*Texto*:
“Una noche de misterio, estando el mundo dormido, buscando un amor perdido, pasé por el cementerio”. De esta intrigante como singular manera empieza La Gran miseria humana, extraordinario poema que narra a su vez la historia de un poeta y su amada que yace muerta en un cementerio.
Una vez más, aquella compleja y peculiar relación de la literatura vuelve a reaparecer de forma pomposa: el amor y la muerte. Y sin embargo tampoco se ignora la comunión entre el estilo ornamental y gráfico de los versos, que de algún modo parecen contener implícitos alguna que otra musicalidad lóbrega y siniestra. Ese algo que podría cuanto menos desorientar a cualquiera quien ose entonarlas en las oscuras horas que preceden el amanecer.
Este necropoema —tal y como algunos prefieren definirlo—, brota gracias a la escarlata pluma de Gabriel Escorcia Gravini, poeta nacido en Soledad Atlántico quien desde la óptica de este comentarista, ha sido un tanto inadvertido en la historia lírica de la región caribe. Por supuesto una pena, pues a decir verdad, el autor no fue menos interesante que su obra.
Desde siempre su vida fincó en la atipicidad. Nació a finales del siglo XX, y desde muy joven se le diagnosticó con lepra: el mismo germen que desde la antigüedad se creían solo padecían las personas impuras y malditas. Por su enfermedad, tuvo que vivir aislado en su habitación sin más compañía de la que le procuraban los libros, así pues, estando en su tediosa reclusión, a lo mejor percibía la belleza (o la fealdad) del mundo que lo rodeaba y que le inspiraba a escribir su poesía.
Cuando caía la noche solía escaparse al cementerio con un cuaderno. Allí, noctámbulo y silencioso, escribía a la vista del inmenso camposanto lleno de sepulcros desiertos, allí componía los versos de sus poemas, las rimas de sus canciones y sus cartas sin remitentes. Esperando la muerte y meditando bajo la luz de la luna sus miserias humanas.

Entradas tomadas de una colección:
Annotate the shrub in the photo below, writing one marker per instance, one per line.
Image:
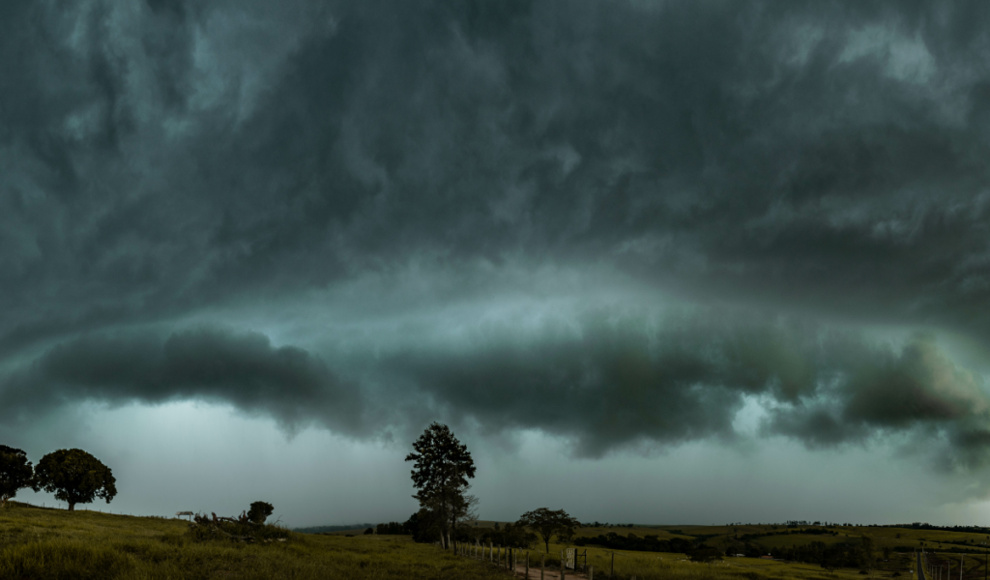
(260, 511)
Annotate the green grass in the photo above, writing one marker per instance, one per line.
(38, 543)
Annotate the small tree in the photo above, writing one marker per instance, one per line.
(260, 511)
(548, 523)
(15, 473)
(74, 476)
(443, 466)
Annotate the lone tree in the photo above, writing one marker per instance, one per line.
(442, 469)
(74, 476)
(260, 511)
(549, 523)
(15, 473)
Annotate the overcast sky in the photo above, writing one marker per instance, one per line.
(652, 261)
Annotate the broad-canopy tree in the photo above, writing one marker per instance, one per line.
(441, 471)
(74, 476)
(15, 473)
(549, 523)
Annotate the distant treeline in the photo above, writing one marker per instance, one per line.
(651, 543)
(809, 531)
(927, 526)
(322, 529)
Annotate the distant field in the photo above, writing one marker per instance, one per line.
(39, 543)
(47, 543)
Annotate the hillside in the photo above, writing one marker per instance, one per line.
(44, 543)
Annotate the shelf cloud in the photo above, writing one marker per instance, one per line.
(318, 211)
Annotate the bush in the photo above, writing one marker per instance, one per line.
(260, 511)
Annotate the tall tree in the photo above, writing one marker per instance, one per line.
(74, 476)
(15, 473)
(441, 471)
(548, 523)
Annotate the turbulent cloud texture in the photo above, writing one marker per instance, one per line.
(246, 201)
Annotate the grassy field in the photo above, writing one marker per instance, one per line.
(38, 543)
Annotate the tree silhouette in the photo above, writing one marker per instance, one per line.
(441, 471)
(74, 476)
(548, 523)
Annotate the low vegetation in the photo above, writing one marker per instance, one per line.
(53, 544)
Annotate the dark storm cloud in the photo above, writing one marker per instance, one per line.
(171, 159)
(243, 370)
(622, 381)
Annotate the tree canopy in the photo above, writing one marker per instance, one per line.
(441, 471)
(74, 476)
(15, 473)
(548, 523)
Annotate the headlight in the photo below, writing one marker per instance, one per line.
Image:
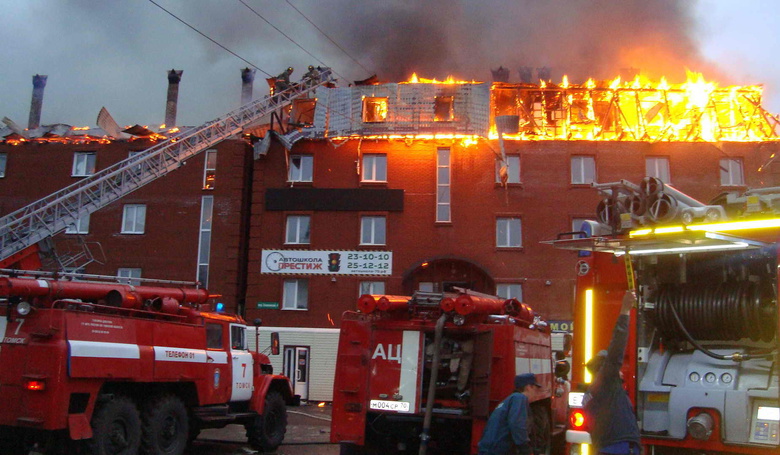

*Partes del ejercicio*:
A – Según el texto sobre Escorcia Gravini, ¿qué cosas componía el poeta en el cementerio? Enuméralas todas.
B – Responde con base en el texto sobre Escorcia Gravini:
(i) ¿Qué relación de la literatura vuelve a aparecer en el poema?
(ii) ¿Dónde nació el poeta?
(iii) ¿Qué enfermedad le diagnosticaron desde muy joven?
C – Devuelve sin cambios el fragmento del texto sobre Escorcia Gravini que va desde "Una vez más, aquella" hasta "preceden el amanecer.".

*Tus respuestas*:
A –
Los versos de sus poemas
Las rimas de sus canciones
Sus cartas sin remitentes

B –
(i) El amor y la muerte.
(ii) En Soledad Atlántico.
(iii) Lepra.

C –
Una vez más, aquella compleja y peculiar relación de la literatura vuelve a reaparecer de forma pomposa: el amor y la muerte. Y sin embargo tampoco se ignora la comunión entre el estilo ornamental y gráfico de los versos, que de algún modo parecen contener implícitos alguna que otra musicalidad lóbrega y siniestra. Ese algo que podría cuanto menos desorientar a cualquiera quien ose entonarlas en las oscuras horas que preceden el amanecer.